(Saved entries)
»»

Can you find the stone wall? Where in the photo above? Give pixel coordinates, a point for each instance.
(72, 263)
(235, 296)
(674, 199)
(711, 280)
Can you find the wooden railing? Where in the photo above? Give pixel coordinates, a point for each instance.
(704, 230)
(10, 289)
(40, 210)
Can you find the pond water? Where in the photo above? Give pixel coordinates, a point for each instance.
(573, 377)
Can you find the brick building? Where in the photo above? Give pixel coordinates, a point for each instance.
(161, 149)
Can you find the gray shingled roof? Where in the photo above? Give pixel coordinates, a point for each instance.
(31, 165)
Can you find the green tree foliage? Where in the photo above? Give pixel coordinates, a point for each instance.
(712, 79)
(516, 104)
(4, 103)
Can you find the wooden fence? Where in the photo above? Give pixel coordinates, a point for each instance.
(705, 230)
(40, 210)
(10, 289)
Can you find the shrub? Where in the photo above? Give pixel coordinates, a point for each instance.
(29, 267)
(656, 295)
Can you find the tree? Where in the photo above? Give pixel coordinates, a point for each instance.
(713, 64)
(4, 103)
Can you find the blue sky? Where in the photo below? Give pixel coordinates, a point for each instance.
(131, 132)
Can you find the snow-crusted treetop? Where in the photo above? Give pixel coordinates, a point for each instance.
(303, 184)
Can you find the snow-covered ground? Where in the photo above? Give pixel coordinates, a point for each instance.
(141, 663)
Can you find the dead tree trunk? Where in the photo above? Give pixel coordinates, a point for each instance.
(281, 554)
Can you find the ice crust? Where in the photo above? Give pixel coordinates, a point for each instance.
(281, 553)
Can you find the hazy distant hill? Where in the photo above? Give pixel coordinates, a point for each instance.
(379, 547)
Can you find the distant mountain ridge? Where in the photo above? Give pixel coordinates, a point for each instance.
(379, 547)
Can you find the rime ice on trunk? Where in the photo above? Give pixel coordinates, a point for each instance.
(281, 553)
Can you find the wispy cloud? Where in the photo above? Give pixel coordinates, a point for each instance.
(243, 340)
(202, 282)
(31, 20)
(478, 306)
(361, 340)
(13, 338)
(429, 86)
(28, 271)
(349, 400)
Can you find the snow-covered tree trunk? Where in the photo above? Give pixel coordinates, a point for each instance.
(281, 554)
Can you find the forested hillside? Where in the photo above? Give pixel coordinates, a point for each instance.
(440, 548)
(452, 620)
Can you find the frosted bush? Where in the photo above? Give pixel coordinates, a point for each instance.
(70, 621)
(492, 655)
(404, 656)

««

## Action item
Output each of the records exactly as it stands above.

## Exercise output
Can you find the stone wall? Where in the photo above? Give pixel coordinates, a point for each instance.
(72, 263)
(235, 296)
(674, 199)
(711, 280)
Can you find the wooden railing? Where in the photo above? Give pixel coordinates, a point for each instance.
(704, 230)
(10, 289)
(40, 210)
Can you find the pond water? Where in the photo above? Give pixel coordinates, a point for each instance.
(573, 377)
Can you find the brick building? Where in the photo above? Give pixel coordinates, a point for each instance.
(161, 149)
Can you find the gray shingled roof? Where in the photo above? Give pixel coordinates, a point for each instance.
(31, 165)
Can you find the green tree foliage? Where in the photo above? Give pixel coordinates, a point for each instance.
(712, 79)
(516, 104)
(4, 103)
Can you find the wooden fence? Where in the photo above? Give pixel coordinates, a point for each instance.
(705, 230)
(40, 210)
(10, 289)
Can you find the shrub? Where in the photo above? Give pixel coordinates, a point for each instance.
(29, 267)
(656, 295)
Can you find the tree? Where in the photo above? Give pixel coordinates, a point for each instance.
(713, 64)
(4, 103)
Can you find the blue sky? Where in the photo below? Give pixel coordinates, a point for each instance.
(131, 132)
Can you find the snow-crusted treetop? Where in the photo above? Give pixel coordinates, a point for each instance.
(303, 184)
Can you find the snow-covered ground? Where in the photo above? Give pixel coordinates, a point for each instance.
(141, 663)
Can you find the dead tree trunk? Where in the photo above? Give pixel coordinates, a point for each instance.
(281, 554)
Can you find the ice crust? Where in the photo above? Give pixel coordinates, a point for each instance.
(281, 553)
Can you find the hazy distant hill? Where in the photo above? Give pixel coordinates, a point for each instance.
(379, 547)
Can you find the distant mountain ridge? Where in the photo above? Give pixel coordinates, a point for each instance.
(379, 547)
Can you find the rime ice on trunk? Where in the photo above? Give pixel coordinates, a point for each instance.
(281, 553)
Can you find the wispy cloud? Where in the photo above? Give pixel coordinates, a point for each instance.
(243, 340)
(202, 282)
(31, 20)
(478, 306)
(361, 340)
(13, 338)
(429, 86)
(28, 271)
(349, 400)
Can you find the snow-covered tree trunk? Where in the photo above? Give pixel coordinates, a point for each instance.
(281, 554)
Can you find the forested hillside? Where in the photo above? Give pixel coordinates, a point for each instance.
(440, 548)
(452, 620)
Can you find the frosted bush? Where in the photo above? Give pixel coordinates, a point for each instance.
(70, 621)
(492, 655)
(404, 656)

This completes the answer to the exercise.